### Recorded data
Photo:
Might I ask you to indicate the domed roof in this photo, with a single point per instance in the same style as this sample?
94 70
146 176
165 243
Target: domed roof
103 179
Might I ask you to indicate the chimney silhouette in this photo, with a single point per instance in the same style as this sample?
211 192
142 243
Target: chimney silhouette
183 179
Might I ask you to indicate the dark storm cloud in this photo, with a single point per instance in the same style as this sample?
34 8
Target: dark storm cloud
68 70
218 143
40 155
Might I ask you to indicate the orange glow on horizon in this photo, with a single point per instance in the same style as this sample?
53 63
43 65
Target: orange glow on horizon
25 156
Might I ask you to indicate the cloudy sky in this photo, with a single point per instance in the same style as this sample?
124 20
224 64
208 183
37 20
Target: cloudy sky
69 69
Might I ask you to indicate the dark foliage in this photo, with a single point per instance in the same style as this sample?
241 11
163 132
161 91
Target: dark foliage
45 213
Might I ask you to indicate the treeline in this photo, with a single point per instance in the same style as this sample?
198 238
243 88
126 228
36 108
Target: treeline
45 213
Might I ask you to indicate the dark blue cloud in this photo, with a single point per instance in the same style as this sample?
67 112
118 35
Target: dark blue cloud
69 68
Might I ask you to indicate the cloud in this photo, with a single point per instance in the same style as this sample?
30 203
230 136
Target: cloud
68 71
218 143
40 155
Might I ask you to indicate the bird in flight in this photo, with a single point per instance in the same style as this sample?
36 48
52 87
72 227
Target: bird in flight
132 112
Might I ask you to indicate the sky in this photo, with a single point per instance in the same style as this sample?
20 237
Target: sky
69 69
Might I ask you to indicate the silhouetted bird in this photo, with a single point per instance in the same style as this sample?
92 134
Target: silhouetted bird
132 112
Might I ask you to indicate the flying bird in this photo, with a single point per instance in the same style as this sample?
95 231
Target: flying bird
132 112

### Your instructions
Every line of the listing, first to last, should be retyped exactly.

### Expected output
Photo:
Might I ask you to indicate the domed roof in this photo, with a single point per instance in the same style as this sample?
94 70
146 176
165 243
Target: domed roof
103 179
Might I ask you to indicate the chimney silhouette in this photo, with a single point per instance in the same style as this sample?
211 192
142 243
Target: chimney silhouette
183 179
Might I ask you to indicate the dark storm cloud in this photo, with a single point per instance in the same style as this sample?
34 8
Target: dark storm cloud
68 70
218 143
40 155
Might I ask you to indicate the orange glow on horizon in this photo, with a single point per instance in the same style as this sample?
53 63
43 65
Target: orange glow on horizon
25 156
Might I ask you to indicate the cloudy sky in this photo, with a single point per instance in the same style as this sample?
124 20
224 64
208 183
37 20
Target: cloudy sky
69 69
Might I ask you to indicate the dark foliage in this photo, with a single point per instance in the same style as this sample?
241 11
163 132
161 91
Target: dark foliage
45 213
Might I ask you to indicate the treeline in this photo, with a single point per instance in the same style as this sample?
198 238
243 88
126 228
36 108
Target: treeline
45 213
Might I ask you to indicate the dark blue cloud in this photo, with a single point per instance in the same style as this sample?
67 112
118 35
Target: dark blue cloud
69 68
Might I ask you to indicate the cloud in this photo, with a single point per instance in the same style as this sample?
30 203
230 136
Target: cloud
68 71
218 143
40 155
Might I ask you to indicate the bird in flight in this photo, with a single point per instance in the same style as this sample?
36 48
52 87
72 227
Target: bird in flight
132 112
Might I ask you to indicate the sky in this photo, with a single point per instance in the same style as this sample?
20 237
Target: sky
69 69
Might I ask you to indicate the silhouetted bird in this photo, with a single point per instance in the same style as this sample?
92 134
Target: silhouetted bird
132 112
Might I ask you to indicate the flying bird in this photo, with a single point per instance in the same style as this sample?
95 231
Target: flying bird
132 112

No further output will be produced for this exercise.